For each statement, say yes or no to whether the relocation text below agrees with it, and quote the words from the text that settle it: (a) In the IMAGE_REL_BASED_HIGH case, the low word of delta is added to the location. (b) The location to relocate is found by adding reloc_offset to base_address. (c) In the IMAGE_REL_BASED_DIR64 case, the value is written through a uint32_t pointer.

- [READING TEXT]:
+++
In practice, we might take this information, and process the relocations as follows:

unsigned char* relocate_location = base_address + reloc_offset;

switch(reloc_type) {
case IMAGE_REL_BASED_LOW:
    *((uint16_t*)relocate_location) += LOWORD(delta);
    break;
case IMAGE_REL_BASED_HIGH:
    *((uint16_t*)relocate_location) += HIWORD(delta);
    break;
case IMAGE_REL_BASED_HIGHLOW:
    *((uint32_t*)relocate_location) += (int32_t)delta;
    break;
case IMAGE_REL_BASED_DIR64:
    *((uint64_t*)relocate_location) += delta;
}

Combining this with our previous relocation method might give us something that looks a bit like the following:

static LoaderStatus relocate_image(unsigned char* image_base,
                                   uint32_t size,
                                   const IMAGE_NT_HEADERS* nt)
+++
- [DATA ROWS]:
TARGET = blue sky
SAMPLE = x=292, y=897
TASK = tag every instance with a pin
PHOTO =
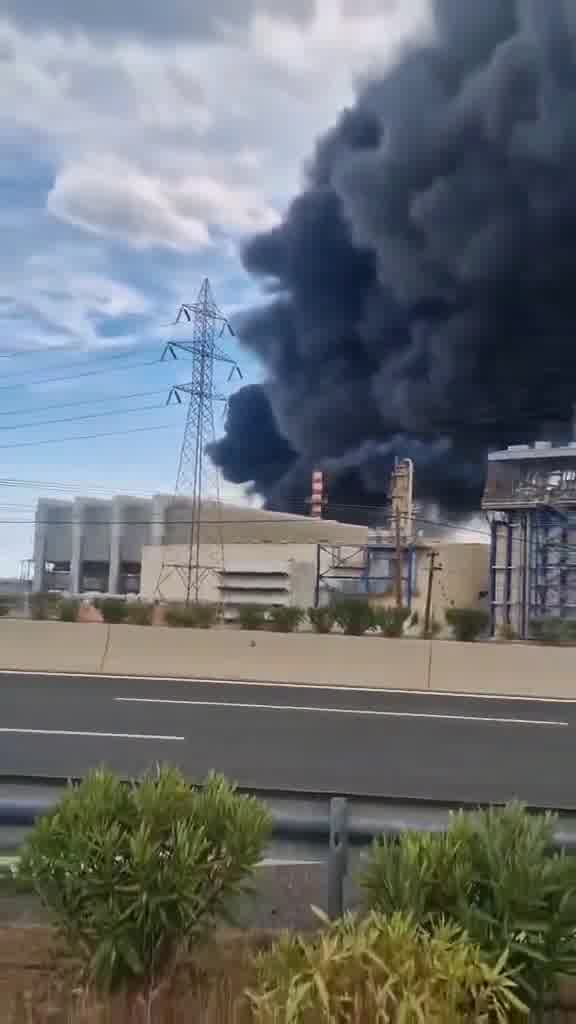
x=139, y=143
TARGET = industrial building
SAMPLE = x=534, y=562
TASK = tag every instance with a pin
x=133, y=546
x=530, y=498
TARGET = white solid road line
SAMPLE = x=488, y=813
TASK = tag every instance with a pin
x=290, y=686
x=97, y=735
x=341, y=711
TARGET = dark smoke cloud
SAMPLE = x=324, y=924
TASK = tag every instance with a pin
x=425, y=279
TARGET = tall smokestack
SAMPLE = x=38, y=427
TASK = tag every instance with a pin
x=317, y=500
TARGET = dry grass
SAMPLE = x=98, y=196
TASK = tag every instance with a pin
x=39, y=984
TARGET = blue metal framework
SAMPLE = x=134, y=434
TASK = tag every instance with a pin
x=537, y=577
x=374, y=579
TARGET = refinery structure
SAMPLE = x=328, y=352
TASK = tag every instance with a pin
x=530, y=498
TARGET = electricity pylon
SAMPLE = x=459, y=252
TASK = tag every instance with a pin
x=197, y=475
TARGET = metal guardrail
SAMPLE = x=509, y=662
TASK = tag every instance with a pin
x=321, y=824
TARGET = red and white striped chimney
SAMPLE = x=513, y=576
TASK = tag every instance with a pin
x=317, y=501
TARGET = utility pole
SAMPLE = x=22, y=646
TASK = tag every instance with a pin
x=197, y=476
x=399, y=562
x=402, y=484
x=433, y=567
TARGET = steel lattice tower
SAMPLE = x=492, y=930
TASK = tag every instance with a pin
x=197, y=475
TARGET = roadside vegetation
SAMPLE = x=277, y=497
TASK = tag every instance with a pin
x=476, y=925
x=358, y=615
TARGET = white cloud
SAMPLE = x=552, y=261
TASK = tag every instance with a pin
x=158, y=144
x=112, y=198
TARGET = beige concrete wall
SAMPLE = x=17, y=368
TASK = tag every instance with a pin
x=298, y=560
x=269, y=656
x=483, y=668
x=462, y=581
x=523, y=670
x=51, y=646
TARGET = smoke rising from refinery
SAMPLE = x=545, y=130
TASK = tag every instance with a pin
x=424, y=281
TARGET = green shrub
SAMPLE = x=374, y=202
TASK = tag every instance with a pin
x=506, y=633
x=553, y=631
x=467, y=624
x=192, y=616
x=135, y=875
x=354, y=615
x=434, y=630
x=68, y=610
x=492, y=873
x=381, y=970
x=44, y=605
x=113, y=609
x=391, y=622
x=286, y=620
x=139, y=613
x=251, y=616
x=322, y=620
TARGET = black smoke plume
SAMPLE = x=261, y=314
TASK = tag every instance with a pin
x=424, y=281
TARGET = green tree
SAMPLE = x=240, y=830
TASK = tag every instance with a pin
x=133, y=876
x=322, y=620
x=382, y=971
x=391, y=622
x=113, y=609
x=251, y=616
x=194, y=616
x=354, y=615
x=493, y=875
x=286, y=619
x=467, y=624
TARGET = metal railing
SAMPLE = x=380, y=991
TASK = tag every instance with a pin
x=322, y=827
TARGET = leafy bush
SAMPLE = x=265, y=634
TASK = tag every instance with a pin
x=133, y=876
x=467, y=624
x=506, y=633
x=251, y=616
x=391, y=622
x=44, y=605
x=194, y=616
x=549, y=630
x=139, y=613
x=492, y=873
x=434, y=630
x=113, y=609
x=322, y=620
x=354, y=615
x=68, y=610
x=286, y=619
x=381, y=970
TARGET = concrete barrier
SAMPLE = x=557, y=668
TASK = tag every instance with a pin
x=521, y=670
x=47, y=646
x=304, y=657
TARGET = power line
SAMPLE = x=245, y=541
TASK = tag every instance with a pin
x=82, y=401
x=86, y=373
x=86, y=437
x=100, y=358
x=87, y=416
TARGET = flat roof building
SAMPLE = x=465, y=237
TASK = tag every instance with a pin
x=530, y=498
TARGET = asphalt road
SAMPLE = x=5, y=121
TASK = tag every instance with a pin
x=374, y=743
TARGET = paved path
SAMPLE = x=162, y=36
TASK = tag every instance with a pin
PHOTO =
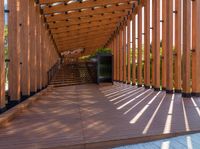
x=92, y=116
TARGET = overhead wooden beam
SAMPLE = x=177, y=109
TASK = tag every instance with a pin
x=14, y=51
x=2, y=57
x=186, y=48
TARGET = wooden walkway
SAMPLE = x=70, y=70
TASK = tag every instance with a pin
x=92, y=116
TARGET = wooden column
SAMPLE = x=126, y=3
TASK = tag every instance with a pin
x=121, y=54
x=186, y=47
x=25, y=48
x=164, y=50
x=128, y=52
x=147, y=43
x=139, y=60
x=133, y=51
x=196, y=48
x=156, y=43
x=169, y=45
x=177, y=73
x=14, y=51
x=2, y=57
x=33, y=56
x=124, y=55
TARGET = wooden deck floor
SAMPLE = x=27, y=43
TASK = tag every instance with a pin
x=92, y=116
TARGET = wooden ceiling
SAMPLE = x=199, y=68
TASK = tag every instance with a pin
x=86, y=24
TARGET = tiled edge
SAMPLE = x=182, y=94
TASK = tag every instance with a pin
x=13, y=112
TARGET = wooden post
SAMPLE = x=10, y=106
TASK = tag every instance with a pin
x=147, y=43
x=128, y=52
x=33, y=56
x=121, y=54
x=139, y=60
x=164, y=50
x=125, y=55
x=25, y=48
x=14, y=51
x=177, y=73
x=196, y=48
x=186, y=47
x=2, y=57
x=169, y=45
x=133, y=51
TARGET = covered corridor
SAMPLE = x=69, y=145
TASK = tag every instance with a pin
x=48, y=95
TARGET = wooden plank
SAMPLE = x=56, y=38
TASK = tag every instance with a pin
x=186, y=47
x=147, y=43
x=2, y=57
x=33, y=58
x=139, y=60
x=124, y=49
x=178, y=24
x=164, y=50
x=133, y=51
x=195, y=47
x=77, y=6
x=128, y=52
x=169, y=45
x=121, y=54
x=14, y=51
x=156, y=44
x=25, y=47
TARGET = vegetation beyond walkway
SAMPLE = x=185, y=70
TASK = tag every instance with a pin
x=92, y=116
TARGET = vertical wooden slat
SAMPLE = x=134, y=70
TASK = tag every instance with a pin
x=128, y=52
x=196, y=48
x=164, y=50
x=169, y=45
x=2, y=63
x=177, y=73
x=156, y=43
x=124, y=48
x=121, y=54
x=139, y=60
x=14, y=50
x=147, y=43
x=25, y=48
x=186, y=47
x=133, y=51
x=33, y=56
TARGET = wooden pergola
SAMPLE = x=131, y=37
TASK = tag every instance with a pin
x=39, y=30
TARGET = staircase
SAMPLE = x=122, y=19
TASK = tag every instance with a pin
x=73, y=74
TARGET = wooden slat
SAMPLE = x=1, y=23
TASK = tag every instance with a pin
x=156, y=43
x=2, y=63
x=14, y=50
x=133, y=50
x=139, y=60
x=164, y=50
x=186, y=47
x=177, y=73
x=195, y=47
x=89, y=12
x=25, y=47
x=124, y=49
x=147, y=43
x=33, y=68
x=128, y=52
x=77, y=6
x=169, y=44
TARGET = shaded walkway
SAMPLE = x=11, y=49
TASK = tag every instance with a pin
x=92, y=116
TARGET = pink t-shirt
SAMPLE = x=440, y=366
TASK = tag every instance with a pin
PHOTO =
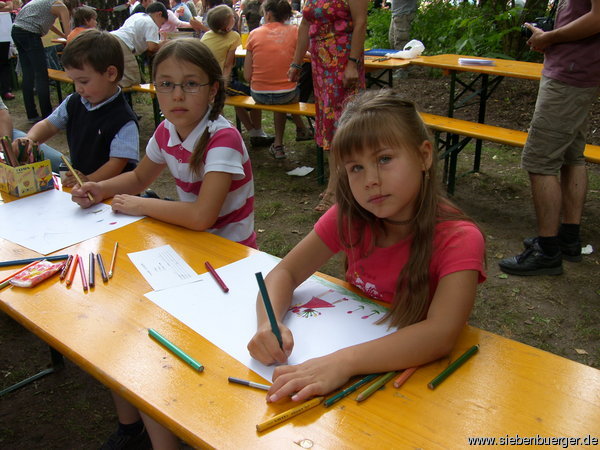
x=272, y=46
x=576, y=63
x=225, y=152
x=458, y=245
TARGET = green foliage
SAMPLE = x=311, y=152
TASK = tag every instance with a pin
x=378, y=25
x=464, y=28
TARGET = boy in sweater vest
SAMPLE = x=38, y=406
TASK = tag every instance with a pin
x=101, y=127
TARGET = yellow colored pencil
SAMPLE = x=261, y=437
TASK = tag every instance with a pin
x=70, y=167
x=289, y=414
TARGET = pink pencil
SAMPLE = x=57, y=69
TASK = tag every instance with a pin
x=404, y=376
x=82, y=272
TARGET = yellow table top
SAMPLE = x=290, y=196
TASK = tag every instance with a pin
x=502, y=67
x=507, y=388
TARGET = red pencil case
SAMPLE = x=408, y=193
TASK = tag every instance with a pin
x=36, y=274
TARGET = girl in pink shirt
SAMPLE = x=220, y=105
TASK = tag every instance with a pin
x=405, y=244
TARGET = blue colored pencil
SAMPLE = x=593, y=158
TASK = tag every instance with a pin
x=269, y=308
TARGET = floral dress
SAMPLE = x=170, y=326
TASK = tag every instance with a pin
x=330, y=35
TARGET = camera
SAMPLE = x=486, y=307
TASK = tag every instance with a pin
x=543, y=23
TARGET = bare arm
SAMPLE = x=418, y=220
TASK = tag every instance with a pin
x=199, y=215
x=358, y=10
x=585, y=26
x=60, y=10
x=410, y=346
x=301, y=48
x=300, y=263
x=6, y=125
x=248, y=66
x=228, y=66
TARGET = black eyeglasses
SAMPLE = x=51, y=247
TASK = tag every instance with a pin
x=189, y=87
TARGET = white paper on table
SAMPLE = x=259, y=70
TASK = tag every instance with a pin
x=49, y=221
x=324, y=317
x=163, y=268
x=475, y=62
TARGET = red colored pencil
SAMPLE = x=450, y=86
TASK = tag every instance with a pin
x=4, y=282
x=404, y=376
x=72, y=270
x=65, y=270
x=82, y=272
x=216, y=276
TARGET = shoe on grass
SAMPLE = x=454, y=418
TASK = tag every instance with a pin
+++
- [EXERCISE RESPONSE]:
(a) No: "*((uint16_t*)relocate_location) += HIWORD(delta);"
(b) Yes: "unsigned char* relocate_location = base_address + reloc_offset;"
(c) No: "*((uint64_t*)relocate_location) += delta;"